#### Stated goal A:
Echo the stretch from "Demand for goods" through "since July 2010." in the excerpt on economic reports and the fiscal cliff, word for word.

#### Excerpt to read:
□ □ □ □
Demand for goods such as machinery and electronics climbed in October by the most in five months. Bookings for non-defense capital goods excluding aircraft, a proxy for future business investment, rose 1.7 per cent last month, the Commerce Department reported in Washington. Orders for all durable goods were little changed, beating the median forecast of economists surveyed by Bloomberg that projected a 0.7 per cent drop.
Another report showed consumer confidence rose in November to the highest level in more than four years. Home prices climbed in the year ended in September by the most since July 2010.
"With the fiscal cliff, there's going to be good news, bad news, good news, bad news before it's all settled," Bruce Bittles, chief investment strategist at Milwaukee-based RW Baird & Co., which oversees $US85 billion, said in a telephone interview. "You had some favorable news on the European situation with Greece, durable goods orders were a little better-than-expected, and the market didn't respond to any of that."
S&P 500 futures pared earlier gains after Federal Reserve Bank of Dallas President Richard Fisher said he advocates limits on quantitative easing. Fisher said in a speech today in Berlin that the US central bank could "pursue a different course" and announce "a limit as to how much we are going to acquire of Treasuries and mortgage-backed securities, say up to a limit of X, up to a point where our balance sheet reaches that."
He said that could be done "at this next meeting, which would be my preference."
□ □ □ □
#### Excerpted data:
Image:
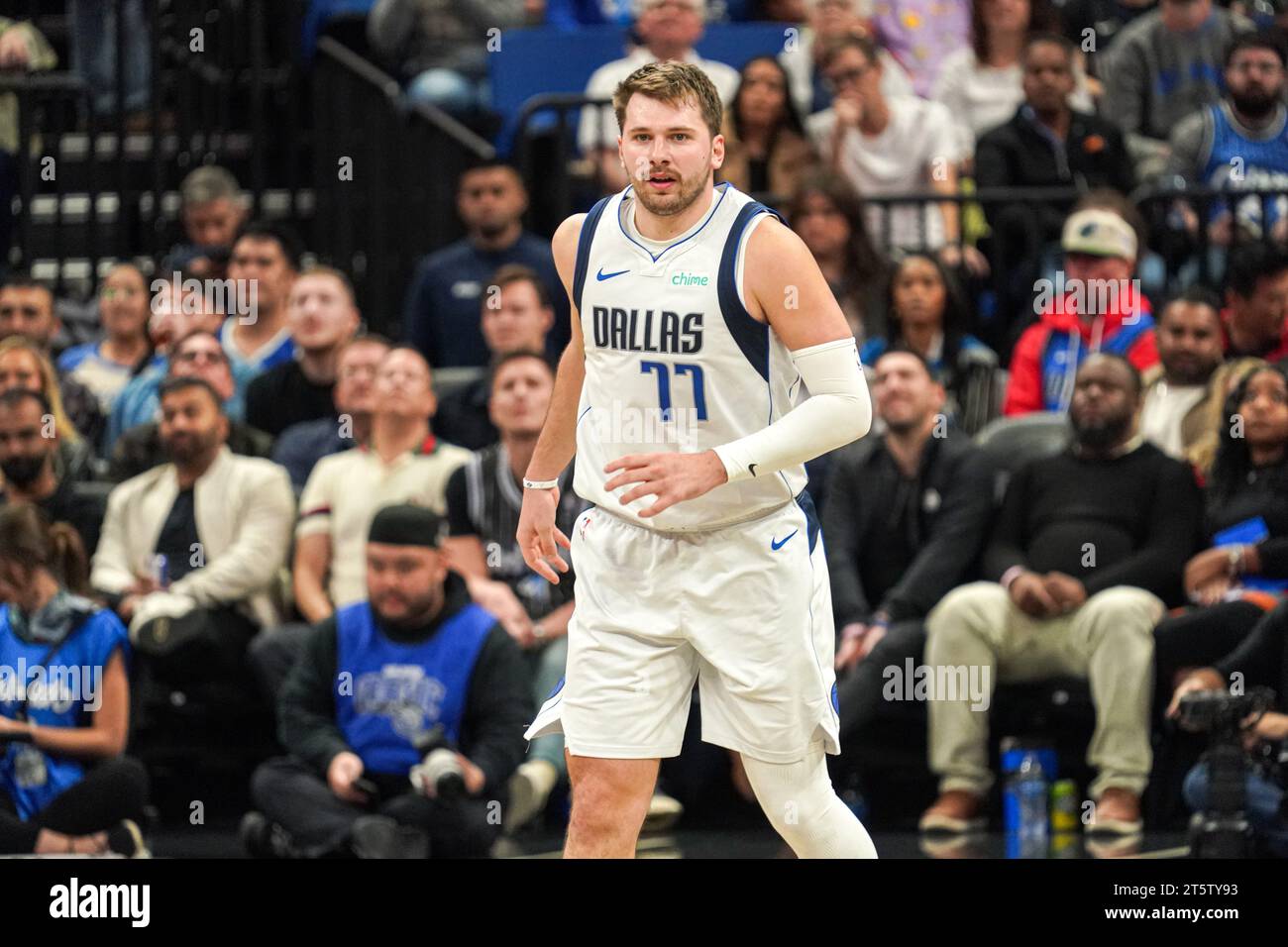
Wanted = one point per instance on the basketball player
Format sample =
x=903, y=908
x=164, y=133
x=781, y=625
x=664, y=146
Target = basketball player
x=700, y=558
□ □ □ □
#### Stated goal B:
Duplicate the entry above word for word, leaving out the picture.

#### Result A:
Demand for goods such as machinery and electronics climbed in October by the most in five months. Bookings for non-defense capital goods excluding aircraft, a proxy for future business investment, rose 1.7 per cent last month, the Commerce Department reported in Washington. Orders for all durable goods were little changed, beating the median forecast of economists surveyed by Bloomberg that projected a 0.7 per cent drop.
Another report showed consumer confidence rose in November to the highest level in more than four years. Home prices climbed in the year ended in September by the most since July 2010.

#### Result B:
Image:
Wanted = one point per instance on the basketball player
Format sample =
x=903, y=908
x=164, y=133
x=781, y=625
x=664, y=146
Target = basketball player
x=700, y=558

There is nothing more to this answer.